▸ Extrait du texte
Ce que la ministre devrait dire pour défendre ses universités …

…. L’université est mise hors-la-loi au double motif qu’elle  s’acharne à « faire les poches des étudiants » et que, pire encore, elle s’engage dans la voie pernicieuse de la sélection.

La presse a souligné ces faits, dénoncés par l’UNEF  … 42 établissements sont « hors la loi » (voir ici). Il fallait bien qu’enfin « Un loup quelque peu clerc <prouve> par sa harangue / Qu’il fallait dévouer  ce maudit animal / Ce pelé, ce galeux, d’où venait tout leur mal ».

Pendant ce temps, la ministre (Le Monde.fr | 18.07.2014) expose ses « choix politiques » en ces termes : «  Tout d’abord, je rappelle que le système d’enseignement supérieur français est l’un des plus accessibles et diversifiés au monde, avec des frais d’inscription particulièrement peu élevés. Pour la rentrée 2014-2015, ces frais s’élèvent à 184 euros en licence, 256 euros en master, 391 euros en doctorat. Le gouvernement a décidé de limiter la hausse des droits d’inscription à 0,7 % pour la prochaine rentrée, soit une augmentation qui se situe en-dessous de l’inflation, ce qui correspond à la hausse la plus faible depuis 10 ans. Il s’agit d’un choix politique pour préserver le pouvoir d’achat des étudiants et leur donner ainsi les meilleures chances de réussite en premier cycle. »

▸ Consigne d'exercice
Recopiez mot pour mot le passage du texte sur les universités compris entre « Ce que la ministre » et « de la sélection. », ces deux bornes incluses.

▸ Entrées d'annotation par coordonnées
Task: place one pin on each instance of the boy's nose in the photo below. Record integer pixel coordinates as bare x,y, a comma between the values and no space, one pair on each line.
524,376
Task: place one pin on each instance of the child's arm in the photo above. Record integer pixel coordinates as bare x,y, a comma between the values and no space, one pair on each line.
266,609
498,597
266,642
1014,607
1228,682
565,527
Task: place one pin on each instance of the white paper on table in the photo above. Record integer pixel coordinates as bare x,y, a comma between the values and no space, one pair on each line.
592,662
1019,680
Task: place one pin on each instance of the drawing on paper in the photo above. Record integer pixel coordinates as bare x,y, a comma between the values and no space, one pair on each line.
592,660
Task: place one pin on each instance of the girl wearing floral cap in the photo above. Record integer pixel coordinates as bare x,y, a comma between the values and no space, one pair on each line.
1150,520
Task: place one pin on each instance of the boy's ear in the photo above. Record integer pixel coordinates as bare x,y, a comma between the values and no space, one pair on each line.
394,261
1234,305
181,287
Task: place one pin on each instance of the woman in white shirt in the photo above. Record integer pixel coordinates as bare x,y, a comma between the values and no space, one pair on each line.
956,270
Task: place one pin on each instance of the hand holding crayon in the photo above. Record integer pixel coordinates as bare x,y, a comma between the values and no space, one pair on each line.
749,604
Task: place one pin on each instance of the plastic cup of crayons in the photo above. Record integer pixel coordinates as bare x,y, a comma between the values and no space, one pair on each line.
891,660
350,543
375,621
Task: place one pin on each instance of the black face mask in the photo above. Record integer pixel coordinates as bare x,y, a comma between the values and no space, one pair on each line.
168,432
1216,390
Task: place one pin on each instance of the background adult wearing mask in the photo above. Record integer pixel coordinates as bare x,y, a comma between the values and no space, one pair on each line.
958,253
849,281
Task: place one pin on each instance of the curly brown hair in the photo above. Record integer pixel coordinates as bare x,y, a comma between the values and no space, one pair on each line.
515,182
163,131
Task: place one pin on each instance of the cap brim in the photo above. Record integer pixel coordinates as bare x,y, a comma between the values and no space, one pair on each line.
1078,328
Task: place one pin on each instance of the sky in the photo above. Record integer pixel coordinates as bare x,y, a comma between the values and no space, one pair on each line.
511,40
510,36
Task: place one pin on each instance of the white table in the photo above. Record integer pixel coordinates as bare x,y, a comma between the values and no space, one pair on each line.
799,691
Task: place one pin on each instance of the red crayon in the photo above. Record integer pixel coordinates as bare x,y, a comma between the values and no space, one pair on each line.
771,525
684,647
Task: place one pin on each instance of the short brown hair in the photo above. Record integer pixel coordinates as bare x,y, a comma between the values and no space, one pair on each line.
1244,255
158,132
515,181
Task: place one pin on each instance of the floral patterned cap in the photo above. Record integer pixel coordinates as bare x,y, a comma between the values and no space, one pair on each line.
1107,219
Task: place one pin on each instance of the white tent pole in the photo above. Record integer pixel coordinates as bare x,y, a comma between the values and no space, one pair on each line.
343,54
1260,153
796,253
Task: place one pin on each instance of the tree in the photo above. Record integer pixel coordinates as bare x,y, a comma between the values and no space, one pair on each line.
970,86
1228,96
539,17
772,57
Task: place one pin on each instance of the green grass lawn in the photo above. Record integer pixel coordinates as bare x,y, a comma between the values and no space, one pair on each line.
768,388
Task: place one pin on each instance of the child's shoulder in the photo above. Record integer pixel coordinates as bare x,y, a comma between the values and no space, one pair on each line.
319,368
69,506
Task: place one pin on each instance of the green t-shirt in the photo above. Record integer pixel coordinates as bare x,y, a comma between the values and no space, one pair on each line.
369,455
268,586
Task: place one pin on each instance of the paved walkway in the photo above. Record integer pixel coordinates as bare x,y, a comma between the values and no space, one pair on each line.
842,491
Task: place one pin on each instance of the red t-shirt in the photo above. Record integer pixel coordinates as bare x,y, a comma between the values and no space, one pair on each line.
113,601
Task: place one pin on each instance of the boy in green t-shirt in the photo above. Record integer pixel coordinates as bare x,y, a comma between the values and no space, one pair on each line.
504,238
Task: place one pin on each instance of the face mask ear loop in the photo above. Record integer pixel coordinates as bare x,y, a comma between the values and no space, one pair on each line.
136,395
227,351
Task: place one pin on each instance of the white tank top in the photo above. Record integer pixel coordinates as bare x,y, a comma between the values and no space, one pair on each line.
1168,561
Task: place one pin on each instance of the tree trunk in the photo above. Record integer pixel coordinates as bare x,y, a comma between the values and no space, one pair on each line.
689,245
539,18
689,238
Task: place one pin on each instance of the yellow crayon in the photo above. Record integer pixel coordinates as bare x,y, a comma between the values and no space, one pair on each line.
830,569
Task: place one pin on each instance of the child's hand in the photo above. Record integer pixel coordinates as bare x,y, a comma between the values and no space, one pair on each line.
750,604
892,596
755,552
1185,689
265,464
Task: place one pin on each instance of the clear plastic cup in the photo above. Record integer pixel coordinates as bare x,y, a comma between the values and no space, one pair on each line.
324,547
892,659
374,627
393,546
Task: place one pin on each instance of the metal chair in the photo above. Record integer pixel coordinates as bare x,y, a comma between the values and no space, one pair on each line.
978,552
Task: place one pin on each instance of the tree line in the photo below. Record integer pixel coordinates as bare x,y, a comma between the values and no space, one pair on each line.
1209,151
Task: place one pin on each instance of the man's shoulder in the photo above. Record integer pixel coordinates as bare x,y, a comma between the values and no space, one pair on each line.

--

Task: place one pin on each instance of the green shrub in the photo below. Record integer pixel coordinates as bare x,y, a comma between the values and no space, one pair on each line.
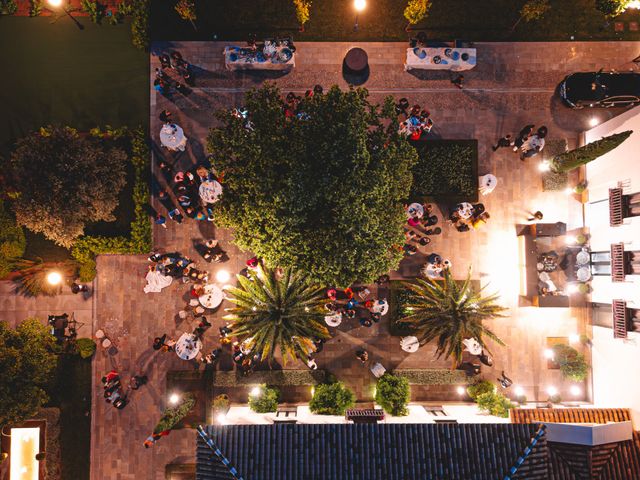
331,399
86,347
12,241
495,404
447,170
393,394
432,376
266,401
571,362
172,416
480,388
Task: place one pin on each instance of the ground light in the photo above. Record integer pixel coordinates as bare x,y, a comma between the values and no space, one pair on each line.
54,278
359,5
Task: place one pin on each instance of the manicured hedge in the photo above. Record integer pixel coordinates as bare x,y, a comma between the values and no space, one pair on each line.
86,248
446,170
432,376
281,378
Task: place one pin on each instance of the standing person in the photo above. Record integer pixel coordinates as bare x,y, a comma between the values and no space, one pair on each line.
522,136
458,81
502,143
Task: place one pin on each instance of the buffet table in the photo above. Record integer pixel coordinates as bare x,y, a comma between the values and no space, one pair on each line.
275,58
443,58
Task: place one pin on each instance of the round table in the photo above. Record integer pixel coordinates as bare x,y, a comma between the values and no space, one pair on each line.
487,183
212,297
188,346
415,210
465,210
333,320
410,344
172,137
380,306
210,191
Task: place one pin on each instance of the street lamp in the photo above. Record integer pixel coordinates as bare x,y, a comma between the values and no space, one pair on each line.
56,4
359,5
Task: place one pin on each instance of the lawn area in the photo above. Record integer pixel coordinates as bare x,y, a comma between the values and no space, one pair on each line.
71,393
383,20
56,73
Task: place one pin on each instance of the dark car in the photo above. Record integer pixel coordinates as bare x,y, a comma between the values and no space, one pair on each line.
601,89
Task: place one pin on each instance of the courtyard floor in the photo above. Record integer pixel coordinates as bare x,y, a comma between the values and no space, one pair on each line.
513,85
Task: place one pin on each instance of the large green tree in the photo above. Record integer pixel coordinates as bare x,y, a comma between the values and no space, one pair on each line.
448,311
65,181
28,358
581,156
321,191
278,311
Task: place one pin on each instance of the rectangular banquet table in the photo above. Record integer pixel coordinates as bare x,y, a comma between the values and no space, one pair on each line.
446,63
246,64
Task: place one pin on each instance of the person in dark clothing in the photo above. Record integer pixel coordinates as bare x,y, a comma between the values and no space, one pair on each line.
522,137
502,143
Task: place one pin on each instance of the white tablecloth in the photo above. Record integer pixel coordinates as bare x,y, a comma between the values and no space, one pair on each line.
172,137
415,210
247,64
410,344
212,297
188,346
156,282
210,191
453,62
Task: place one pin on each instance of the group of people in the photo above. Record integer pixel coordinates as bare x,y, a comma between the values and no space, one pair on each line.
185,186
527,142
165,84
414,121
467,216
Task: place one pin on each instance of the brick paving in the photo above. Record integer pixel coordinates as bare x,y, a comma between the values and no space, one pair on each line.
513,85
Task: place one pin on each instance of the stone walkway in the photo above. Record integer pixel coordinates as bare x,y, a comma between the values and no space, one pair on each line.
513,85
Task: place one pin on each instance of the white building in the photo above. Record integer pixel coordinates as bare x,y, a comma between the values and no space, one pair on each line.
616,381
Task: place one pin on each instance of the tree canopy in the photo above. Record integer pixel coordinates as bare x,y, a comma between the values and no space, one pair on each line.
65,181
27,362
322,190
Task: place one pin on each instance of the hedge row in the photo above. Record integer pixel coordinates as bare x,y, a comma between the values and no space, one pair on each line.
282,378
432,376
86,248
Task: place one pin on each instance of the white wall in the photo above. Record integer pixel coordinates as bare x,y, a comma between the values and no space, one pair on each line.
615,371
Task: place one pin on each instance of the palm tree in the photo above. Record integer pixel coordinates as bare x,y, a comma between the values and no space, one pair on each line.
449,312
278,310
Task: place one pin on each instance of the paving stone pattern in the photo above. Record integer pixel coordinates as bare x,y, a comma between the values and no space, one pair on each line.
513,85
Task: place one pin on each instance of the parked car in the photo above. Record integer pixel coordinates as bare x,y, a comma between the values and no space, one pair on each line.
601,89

▸ Réponse attendue
Ce que la ministre devrait dire pour défendre ses universités …

…. L’université est mise hors-la-loi au double motif qu’elle  s’acharne à « faire les poches des étudiants » et que, pire encore, elle s’engage dans la voie pernicieuse de la sélection.